**PASSAGE**.

Cluster Data Backups
This section describes the automated Snapshot Backup service that is provided to all Instaclustr-managed Cassandra clusters. It also describes the optional Continuous Backup service that allows for more frequent backups to be taken.
Instaclustr provides two backup services: Snapshot Backup and Continuous Backup. Both backup services transfer backed up data to cloud provider storage (e.g. S3 storage bucket for an AWS cluster) for retention for a period of 7 days.
In addition, it also describes Instaclustr’s backup functionality on Cassandra Secondary Indexes.
Table of Contents
Snapshot Backup is the default backup service. Under Snapshot Backup, all cluster nodes will perform a snapshot backup once every 24 hours. This involves Instaclustr running a nodetool snapshot operation across all keyspaces on the node and then uploading the snapshot files to cloud storage. Node snapshot timing is staggered to reduce the impact of backup operations on the overall cluster performance.
The Instaclustr platform provides a feature to back your cluster manually from the console. Starting a backup will trigger a backup across all nodes in the cluster. All nodes will simultaneously flush their memtables to disk and may have a brief performance impact.
To perform a Manual Backup, click on Backup / Restore under the cluster’s menu on the sidebar.
Then click on the Start Backup button to trigger a backup across all nodes in the cluster. A list of all the backups that have been triggered will be displayed under the Events subsection on this page.
Backups of Cassandra Secondary Index
The Instaclustr backup services backs up any secondary indexes a cluster has to a cloud storage location (e.g. S3 storage bucket for an AWS cluster). The exact location and the file naming convention used for the backed up files depends on the type of secondary index and the version of Cassandra.
- Regular Secondary Index
- Cassandra 2.2 +
Secondary index will be stored as sstables under a separate directory inside their respective tables. The secondary index directory is named as ‘.nameOfTheIndex’. The naming convention of sstable files is, ‘md-#-big-*’, eg. md-1-big-Data.db
- Cassandra 2.1.x & Cassandra 2.0.x
Secondary index will be stored as sstables in the same directory of their respective tables. The naming conventions of sstable files are,
For Cassandra 2.0.x,
‘keyspace-table.nameOfTheIndex-jb-#-*’, eg. testkeyspace-testtable.testindex-jb-1-Data.db
For Cassandra 2.1.x,
‘keyspace-table.nameOfTheIndex-ka-#-*’, eg . testkeyspace-testtable.testindex-ka-1-Data.db
- Cassandra 2.2 +
- SASI Index (SSTable Attached Secondary Index)

Data listing:
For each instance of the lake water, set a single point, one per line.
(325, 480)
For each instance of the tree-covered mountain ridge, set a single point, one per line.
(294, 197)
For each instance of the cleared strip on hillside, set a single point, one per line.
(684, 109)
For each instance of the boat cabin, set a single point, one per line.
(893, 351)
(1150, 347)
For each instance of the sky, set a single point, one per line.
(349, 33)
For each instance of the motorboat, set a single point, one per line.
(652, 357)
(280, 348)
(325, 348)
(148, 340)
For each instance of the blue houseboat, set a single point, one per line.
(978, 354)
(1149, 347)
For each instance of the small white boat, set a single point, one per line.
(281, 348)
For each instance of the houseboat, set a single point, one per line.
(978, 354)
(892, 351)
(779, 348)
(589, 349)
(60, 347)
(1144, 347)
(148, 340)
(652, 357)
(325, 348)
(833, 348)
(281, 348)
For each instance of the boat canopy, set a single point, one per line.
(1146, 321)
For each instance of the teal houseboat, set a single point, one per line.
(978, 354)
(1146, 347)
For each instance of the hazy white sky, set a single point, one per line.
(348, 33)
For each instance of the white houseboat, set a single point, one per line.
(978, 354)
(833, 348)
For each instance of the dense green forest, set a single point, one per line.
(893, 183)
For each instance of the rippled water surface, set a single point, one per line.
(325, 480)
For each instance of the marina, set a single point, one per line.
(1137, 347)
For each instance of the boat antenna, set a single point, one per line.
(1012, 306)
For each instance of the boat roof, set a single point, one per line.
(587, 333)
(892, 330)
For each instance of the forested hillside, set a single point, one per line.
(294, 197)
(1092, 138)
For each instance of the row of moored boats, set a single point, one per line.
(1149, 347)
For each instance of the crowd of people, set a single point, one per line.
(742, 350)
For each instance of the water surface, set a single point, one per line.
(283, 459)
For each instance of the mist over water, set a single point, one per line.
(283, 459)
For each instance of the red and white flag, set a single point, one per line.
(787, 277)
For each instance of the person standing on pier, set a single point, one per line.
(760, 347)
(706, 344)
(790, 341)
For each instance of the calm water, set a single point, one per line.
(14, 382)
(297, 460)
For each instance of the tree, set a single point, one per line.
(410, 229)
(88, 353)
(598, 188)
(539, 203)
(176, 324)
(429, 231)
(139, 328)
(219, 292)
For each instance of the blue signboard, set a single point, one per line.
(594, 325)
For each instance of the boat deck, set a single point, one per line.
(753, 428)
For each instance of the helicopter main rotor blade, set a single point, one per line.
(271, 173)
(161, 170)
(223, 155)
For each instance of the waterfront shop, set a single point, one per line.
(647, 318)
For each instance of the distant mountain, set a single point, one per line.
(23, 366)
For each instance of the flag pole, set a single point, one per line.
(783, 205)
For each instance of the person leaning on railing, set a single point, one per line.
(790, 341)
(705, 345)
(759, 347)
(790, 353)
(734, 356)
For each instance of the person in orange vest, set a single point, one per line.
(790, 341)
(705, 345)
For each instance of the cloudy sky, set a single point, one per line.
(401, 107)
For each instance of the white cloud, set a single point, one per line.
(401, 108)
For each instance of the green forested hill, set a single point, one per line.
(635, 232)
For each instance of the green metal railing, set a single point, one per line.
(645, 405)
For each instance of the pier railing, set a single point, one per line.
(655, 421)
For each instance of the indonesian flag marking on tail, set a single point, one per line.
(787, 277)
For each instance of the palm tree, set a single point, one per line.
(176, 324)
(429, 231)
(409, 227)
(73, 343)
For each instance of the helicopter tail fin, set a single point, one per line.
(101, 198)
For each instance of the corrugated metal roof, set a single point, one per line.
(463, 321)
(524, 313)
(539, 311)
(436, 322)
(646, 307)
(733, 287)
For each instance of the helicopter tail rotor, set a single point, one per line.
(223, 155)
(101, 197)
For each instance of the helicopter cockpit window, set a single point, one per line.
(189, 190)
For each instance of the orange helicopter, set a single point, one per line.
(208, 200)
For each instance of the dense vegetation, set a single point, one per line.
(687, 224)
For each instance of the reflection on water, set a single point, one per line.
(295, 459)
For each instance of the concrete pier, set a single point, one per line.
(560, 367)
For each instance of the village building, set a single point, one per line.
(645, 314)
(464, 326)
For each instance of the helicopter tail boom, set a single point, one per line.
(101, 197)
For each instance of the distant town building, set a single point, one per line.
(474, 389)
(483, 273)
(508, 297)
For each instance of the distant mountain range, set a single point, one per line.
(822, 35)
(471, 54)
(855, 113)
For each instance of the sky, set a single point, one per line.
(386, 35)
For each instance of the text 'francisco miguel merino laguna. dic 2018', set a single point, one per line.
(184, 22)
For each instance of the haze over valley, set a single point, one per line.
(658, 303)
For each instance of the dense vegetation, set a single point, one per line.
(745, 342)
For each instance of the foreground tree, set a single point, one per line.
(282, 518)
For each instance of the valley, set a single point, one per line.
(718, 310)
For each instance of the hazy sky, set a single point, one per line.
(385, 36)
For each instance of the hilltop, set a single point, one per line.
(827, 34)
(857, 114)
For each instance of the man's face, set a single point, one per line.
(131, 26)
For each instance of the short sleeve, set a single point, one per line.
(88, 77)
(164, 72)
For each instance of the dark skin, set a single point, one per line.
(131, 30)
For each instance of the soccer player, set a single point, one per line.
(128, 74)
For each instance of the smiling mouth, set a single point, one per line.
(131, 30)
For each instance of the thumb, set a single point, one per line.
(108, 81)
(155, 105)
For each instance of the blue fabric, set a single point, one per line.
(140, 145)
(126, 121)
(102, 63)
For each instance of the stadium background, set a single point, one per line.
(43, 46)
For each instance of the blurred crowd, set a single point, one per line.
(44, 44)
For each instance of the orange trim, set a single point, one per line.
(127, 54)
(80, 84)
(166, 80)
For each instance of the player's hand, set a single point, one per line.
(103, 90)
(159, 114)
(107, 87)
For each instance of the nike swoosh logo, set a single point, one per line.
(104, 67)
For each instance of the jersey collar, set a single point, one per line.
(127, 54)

**PROBLEMS AND TASKS**.
a - Restate the backup text from "Table of Contents" up to and including "brief performance impact.", updating "console" to "dashboard".
b - Give every example sstable file name that the backup text shows for secondary indexes.

**SOLUTIONS FOR EACH TASK**.
a -
Table of Contents
Snapshot Backup is the default backup service. Under Snapshot Backup, all cluster nodes will perform a snapshot backup once every 24 hours. This involves Instaclustr running a nodetool snapshot operation across all keyspaces on the node and then uploading the snapshot files to cloud storage. Node snapshot timing is staggered to reduce the impact of backup operations on the overall cluster performance.
The Instaclustr platform provides a feature to back your cluster manually from the dashboard. Starting a backup will trigger a backup across all nodes in the cluster. All nodes will simultaneously flush their memtables to disk and may have a brief performance impact.

b -
md-1-big-Data.db
testkeyspace-testtable.testindex-jb-1-Data.db
testkeyspace-testtable.testindex-ka-1-Data.db